§ EXERCISE AIM: Please reproduce each of the entries below word for word, changing nothing.

(Entries from a pointing dataset)
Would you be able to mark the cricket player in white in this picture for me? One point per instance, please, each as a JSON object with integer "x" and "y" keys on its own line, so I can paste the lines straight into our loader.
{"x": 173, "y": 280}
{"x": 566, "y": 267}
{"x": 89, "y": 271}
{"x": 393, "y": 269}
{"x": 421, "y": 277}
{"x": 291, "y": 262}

§ OUTPUT BELOW:
Would you be able to mark the cricket player in white in this picture for me? One point per instance, please, each as a JSON object with integer "x" and "y" keys on its own line, so I can paste the lines straight into our loader.
{"x": 173, "y": 280}
{"x": 566, "y": 267}
{"x": 89, "y": 271}
{"x": 393, "y": 269}
{"x": 421, "y": 277}
{"x": 291, "y": 262}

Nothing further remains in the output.